** START **

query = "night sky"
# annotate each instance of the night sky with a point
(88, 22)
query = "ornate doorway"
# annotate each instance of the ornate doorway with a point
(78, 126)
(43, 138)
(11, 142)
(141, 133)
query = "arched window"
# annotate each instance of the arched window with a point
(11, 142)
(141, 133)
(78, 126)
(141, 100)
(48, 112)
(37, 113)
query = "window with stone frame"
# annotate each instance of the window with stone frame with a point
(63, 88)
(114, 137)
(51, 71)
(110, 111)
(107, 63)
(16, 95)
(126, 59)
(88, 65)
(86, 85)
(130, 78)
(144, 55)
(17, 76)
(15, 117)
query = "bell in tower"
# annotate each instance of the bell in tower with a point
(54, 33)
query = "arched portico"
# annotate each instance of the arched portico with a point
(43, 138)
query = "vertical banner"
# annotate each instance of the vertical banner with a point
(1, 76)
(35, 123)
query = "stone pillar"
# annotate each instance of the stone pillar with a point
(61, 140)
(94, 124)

** END **
** START **

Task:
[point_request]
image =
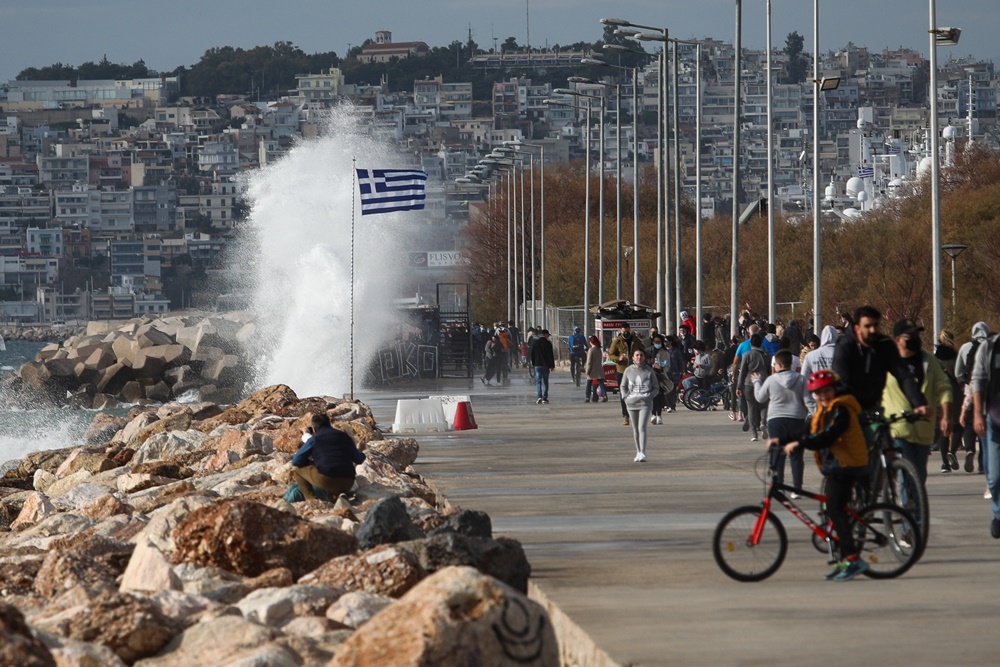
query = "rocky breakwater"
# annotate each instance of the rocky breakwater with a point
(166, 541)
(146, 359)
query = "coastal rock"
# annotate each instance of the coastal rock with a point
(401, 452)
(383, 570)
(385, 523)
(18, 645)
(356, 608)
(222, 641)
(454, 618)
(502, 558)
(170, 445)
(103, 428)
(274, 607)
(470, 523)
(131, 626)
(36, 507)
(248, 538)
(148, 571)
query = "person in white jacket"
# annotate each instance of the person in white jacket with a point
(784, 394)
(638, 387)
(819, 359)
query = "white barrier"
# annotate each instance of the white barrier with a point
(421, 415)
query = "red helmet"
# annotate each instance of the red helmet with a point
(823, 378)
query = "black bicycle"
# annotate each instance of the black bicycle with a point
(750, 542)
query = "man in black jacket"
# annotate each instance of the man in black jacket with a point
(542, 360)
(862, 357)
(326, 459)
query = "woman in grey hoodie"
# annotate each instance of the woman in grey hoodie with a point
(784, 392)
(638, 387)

** END **
** START **

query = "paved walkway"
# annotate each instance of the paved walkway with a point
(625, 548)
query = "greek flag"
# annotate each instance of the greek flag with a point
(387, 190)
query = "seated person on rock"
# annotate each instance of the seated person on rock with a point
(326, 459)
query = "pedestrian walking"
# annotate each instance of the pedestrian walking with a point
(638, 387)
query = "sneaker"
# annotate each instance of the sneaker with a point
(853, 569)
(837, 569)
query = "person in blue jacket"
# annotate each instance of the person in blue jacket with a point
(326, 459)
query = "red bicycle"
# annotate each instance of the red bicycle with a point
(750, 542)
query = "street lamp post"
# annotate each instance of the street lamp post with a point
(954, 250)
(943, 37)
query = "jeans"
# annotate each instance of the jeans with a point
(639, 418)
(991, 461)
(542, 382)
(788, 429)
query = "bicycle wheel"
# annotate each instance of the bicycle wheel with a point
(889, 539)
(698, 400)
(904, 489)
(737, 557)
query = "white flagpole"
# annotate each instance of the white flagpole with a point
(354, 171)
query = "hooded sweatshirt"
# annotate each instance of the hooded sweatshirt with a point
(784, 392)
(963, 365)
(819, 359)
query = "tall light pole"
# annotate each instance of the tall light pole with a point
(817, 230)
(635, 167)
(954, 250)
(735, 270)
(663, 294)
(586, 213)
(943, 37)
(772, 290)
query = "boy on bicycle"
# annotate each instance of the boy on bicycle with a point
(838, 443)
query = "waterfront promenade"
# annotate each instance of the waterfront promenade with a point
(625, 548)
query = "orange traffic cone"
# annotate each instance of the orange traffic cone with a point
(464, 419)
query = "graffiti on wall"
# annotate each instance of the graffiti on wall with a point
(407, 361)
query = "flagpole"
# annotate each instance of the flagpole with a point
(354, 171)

** END **

§ **TASK INSTRUCTIONS**
Collect each line of the entries above that contains the string "stone".

§ **WRITTEN REPLY**
query = "window with stone frame"
# annotate each instance of the window with stone frame with a point
query = "stone pillar"
# annotate each instance of the stone pillar with a point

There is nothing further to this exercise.